**DATASET CONTENT**

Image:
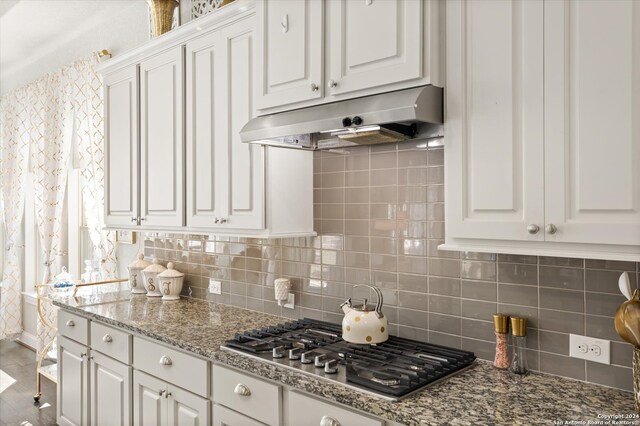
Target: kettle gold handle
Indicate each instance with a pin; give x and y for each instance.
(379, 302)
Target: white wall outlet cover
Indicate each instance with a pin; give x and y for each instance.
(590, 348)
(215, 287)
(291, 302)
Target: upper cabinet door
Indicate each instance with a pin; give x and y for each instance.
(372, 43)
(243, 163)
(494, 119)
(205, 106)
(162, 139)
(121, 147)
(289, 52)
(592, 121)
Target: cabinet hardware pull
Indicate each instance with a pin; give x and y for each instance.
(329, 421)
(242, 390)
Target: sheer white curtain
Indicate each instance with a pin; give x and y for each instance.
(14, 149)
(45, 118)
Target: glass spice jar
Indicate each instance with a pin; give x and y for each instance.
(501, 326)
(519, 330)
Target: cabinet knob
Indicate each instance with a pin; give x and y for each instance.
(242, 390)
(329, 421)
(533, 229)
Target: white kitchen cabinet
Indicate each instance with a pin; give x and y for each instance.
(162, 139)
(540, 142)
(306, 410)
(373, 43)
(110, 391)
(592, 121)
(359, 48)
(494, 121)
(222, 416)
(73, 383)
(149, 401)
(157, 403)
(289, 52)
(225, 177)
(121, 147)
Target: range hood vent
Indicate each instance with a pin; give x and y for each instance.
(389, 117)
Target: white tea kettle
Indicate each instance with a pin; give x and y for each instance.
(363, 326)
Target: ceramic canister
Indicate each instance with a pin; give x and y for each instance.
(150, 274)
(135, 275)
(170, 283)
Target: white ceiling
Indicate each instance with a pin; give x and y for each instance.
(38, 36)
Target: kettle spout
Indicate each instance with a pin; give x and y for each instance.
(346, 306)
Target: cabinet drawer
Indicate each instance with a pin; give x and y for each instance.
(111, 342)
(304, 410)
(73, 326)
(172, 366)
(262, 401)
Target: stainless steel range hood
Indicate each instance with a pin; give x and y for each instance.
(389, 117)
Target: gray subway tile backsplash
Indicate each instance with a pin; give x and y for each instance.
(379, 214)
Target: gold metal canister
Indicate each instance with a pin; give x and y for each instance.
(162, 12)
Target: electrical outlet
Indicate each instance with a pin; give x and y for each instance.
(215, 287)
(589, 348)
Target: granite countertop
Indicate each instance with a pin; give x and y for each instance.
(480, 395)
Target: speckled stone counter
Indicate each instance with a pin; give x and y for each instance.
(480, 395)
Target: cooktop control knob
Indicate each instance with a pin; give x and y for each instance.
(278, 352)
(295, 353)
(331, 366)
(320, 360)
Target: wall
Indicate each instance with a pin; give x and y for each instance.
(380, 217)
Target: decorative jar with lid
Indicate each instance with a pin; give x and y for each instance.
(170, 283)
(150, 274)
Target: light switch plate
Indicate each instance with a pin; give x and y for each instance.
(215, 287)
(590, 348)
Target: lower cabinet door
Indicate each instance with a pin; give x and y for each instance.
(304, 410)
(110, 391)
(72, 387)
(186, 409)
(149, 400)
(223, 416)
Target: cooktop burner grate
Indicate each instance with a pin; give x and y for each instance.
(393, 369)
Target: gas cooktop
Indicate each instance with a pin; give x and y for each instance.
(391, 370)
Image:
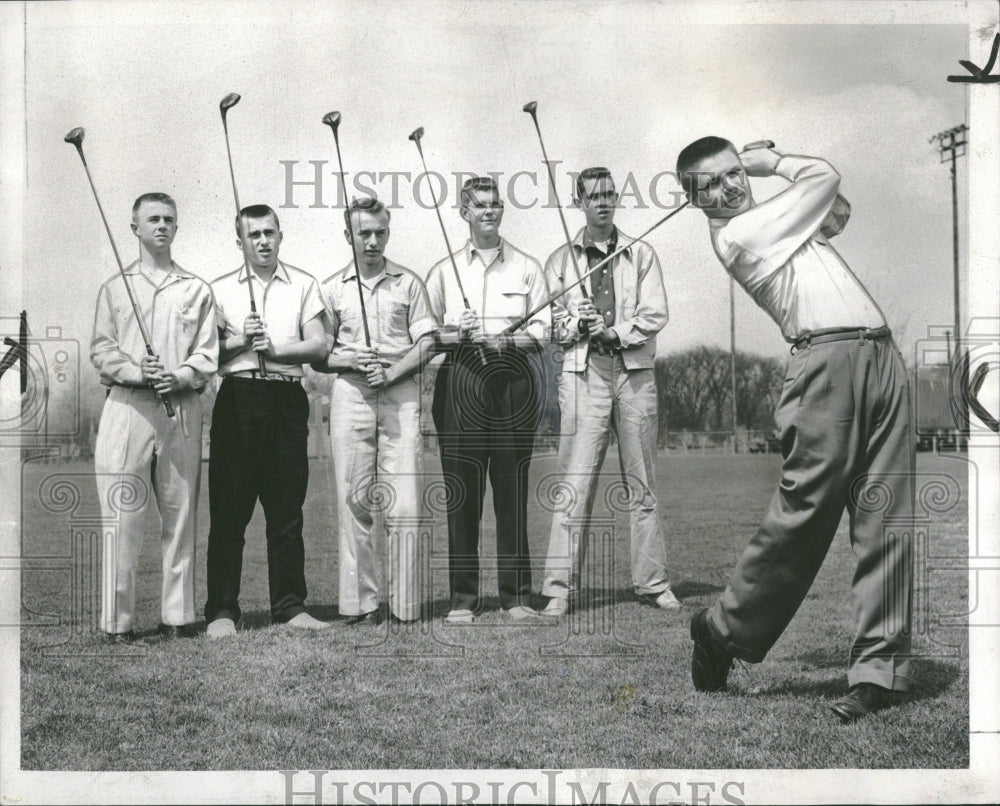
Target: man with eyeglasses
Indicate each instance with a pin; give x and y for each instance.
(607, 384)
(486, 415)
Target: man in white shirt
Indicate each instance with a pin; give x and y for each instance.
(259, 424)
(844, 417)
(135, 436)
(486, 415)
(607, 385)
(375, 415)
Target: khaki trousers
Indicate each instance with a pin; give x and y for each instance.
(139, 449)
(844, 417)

**TO DO**
Every line above is to be duplicated exactly; no picture should be carried over.

**RESULT OF THIS EXERCISE**
Image:
Target: kettle gold handle
Indicate each instance with a pin; give x and y for each instance.
(379, 302)
Target: white wall outlet cover
Indicate each instance with a pin; give x and y for each instance.
(590, 348)
(215, 287)
(291, 302)
Target: upper cabinet door
Indicate each instance with a pin; give x and y for each instance.
(372, 43)
(243, 163)
(494, 119)
(205, 106)
(162, 139)
(121, 147)
(289, 52)
(592, 121)
Target: cabinet hardware pull
Indicate each instance with a pin; give x and y for each instance.
(329, 421)
(242, 390)
Target: sheer white curtain
Indicate each instance with a pin; give x and y for each instance.
(14, 149)
(45, 118)
Target: glass spice jar
Indicate each instance with a pin; give x and y for each instance.
(501, 326)
(519, 330)
Target: cabinet knob
Indicate each instance with a pin; give x and y for each instance.
(242, 390)
(329, 421)
(533, 229)
Target: white kitchen cabinet
Indicate each instance with a pin; give x and y for each instance.
(162, 139)
(540, 142)
(306, 410)
(373, 43)
(110, 391)
(592, 121)
(359, 48)
(494, 121)
(222, 416)
(73, 383)
(149, 401)
(157, 403)
(289, 52)
(225, 177)
(121, 147)
Target: range hood vent
Indicate each instance with a pin; give x and y for each instance.
(389, 117)
Target: white tea kettle
Indicate each instance with a pin; give x and y for each instance.
(363, 326)
Target: ceramic canister
Indicate each instance with a pin; give x and y for each instance.
(150, 274)
(135, 275)
(170, 283)
Target: white ceiling
Indicate each instance with a pin; give x and y for each instance.
(38, 36)
Target: kettle spout
Indicate each instance with a pin; give x and y for each instance.
(346, 306)
Target: cabinet drawer
Indicate each instance with a pin; give x and y for each instance.
(111, 342)
(304, 410)
(73, 326)
(172, 366)
(262, 401)
Target: stainless steel range hood
Indicate each instance with a pin; give x and y for each instance.
(389, 117)
Target: gray subway tile backsplash
Indicate each instance with a pin; give x and y for each instance.
(379, 214)
Target: gold metal canister
Indicate each instance with a pin; give x and y for each instance.
(162, 12)
Target: electrical outlet
Indicate each instance with a pin; give x and y for each instance.
(215, 287)
(589, 348)
Target: granite countertop
Indicate each instance with a pin; give x and y for each instance.
(480, 395)
Target: speckled stone counter
Indicate each instance with a pin; give x and y for each instance.
(480, 395)
Target: cooktop control knob
Indicate each instance with a pin; give x and y for each instance.
(278, 352)
(295, 353)
(331, 366)
(320, 360)
Target: wall
Indicate each instance with a pin; give x and y for each instance.
(380, 217)
Target: decorative jar with lid
Indicate each instance with a pin; give x and y for each instance.
(170, 283)
(150, 274)
Target: light switch plate
Indicate each instance with a pin; give x and y for each instance.
(215, 287)
(590, 348)
Target: lower cabinet door
Indicate each instance with a pin; give x and y for each instance.
(304, 410)
(110, 391)
(72, 387)
(186, 409)
(149, 400)
(223, 416)
Target: cooktop burner grate
Indicate each instance with a pin; give x and y for each instance.
(393, 369)
Target: gas cooktop
Indicate each instance with a pin; give x and y for each instance.
(391, 370)
Image:
Target: man with eyeglasses
Indicate each instance with a pin; give x and y for each instance.
(607, 384)
(486, 415)
Target: man in white shirt
Indicate each instance with a pin; give x and y for each instance.
(259, 424)
(844, 417)
(135, 436)
(486, 415)
(607, 385)
(375, 415)
Target: khaki trousers
Indicate each instance with a pin; give x and y for each instance.
(139, 449)
(844, 417)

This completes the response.